Locate all lines in the items below that contain the word "every" and copy each of those lines.

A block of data
▬▬▬▬▬▬

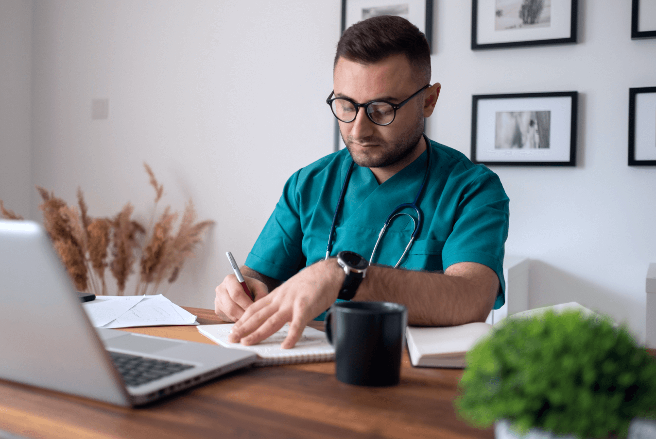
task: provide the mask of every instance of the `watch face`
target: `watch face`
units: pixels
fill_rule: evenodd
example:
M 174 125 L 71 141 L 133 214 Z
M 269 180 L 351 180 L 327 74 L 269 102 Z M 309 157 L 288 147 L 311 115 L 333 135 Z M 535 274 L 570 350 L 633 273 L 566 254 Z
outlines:
M 369 265 L 367 259 L 353 252 L 340 252 L 338 256 L 349 267 L 358 270 L 364 269 Z

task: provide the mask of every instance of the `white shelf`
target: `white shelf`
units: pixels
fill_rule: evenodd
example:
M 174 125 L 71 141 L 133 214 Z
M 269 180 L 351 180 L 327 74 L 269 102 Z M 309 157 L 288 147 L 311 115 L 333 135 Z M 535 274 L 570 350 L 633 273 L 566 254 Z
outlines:
M 529 309 L 529 266 L 525 256 L 506 256 L 503 259 L 503 277 L 506 281 L 506 303 L 499 309 L 493 309 L 487 320 L 490 324 L 500 322 Z
M 649 264 L 645 282 L 647 293 L 647 315 L 645 325 L 645 344 L 656 349 L 656 263 Z

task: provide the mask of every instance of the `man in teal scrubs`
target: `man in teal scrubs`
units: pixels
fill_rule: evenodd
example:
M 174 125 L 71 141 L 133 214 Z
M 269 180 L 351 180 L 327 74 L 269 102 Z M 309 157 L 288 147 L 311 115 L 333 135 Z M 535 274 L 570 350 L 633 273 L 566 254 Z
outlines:
M 337 299 L 346 275 L 335 256 L 349 250 L 369 259 L 385 219 L 399 204 L 413 202 L 426 172 L 416 241 L 392 268 L 414 228 L 408 216 L 394 218 L 352 300 L 402 303 L 409 324 L 427 326 L 484 321 L 493 307 L 503 304 L 508 199 L 490 170 L 422 136 L 441 86 L 430 80 L 428 43 L 405 19 L 375 17 L 344 32 L 331 98 L 337 98 L 332 107 L 347 149 L 287 181 L 241 269 L 255 302 L 234 275 L 216 287 L 216 314 L 236 322 L 232 341 L 256 343 L 289 322 L 281 345 L 292 347 L 308 322 Z M 413 209 L 402 212 L 417 221 Z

▬▬▬▬▬▬

* [Answer to this exercise]
task: provide the mask of every instance of the `watch face`
task: provide the mask of every instance of the `white shelf`
task: provide the mask of every instance of the `man in teal scrubs`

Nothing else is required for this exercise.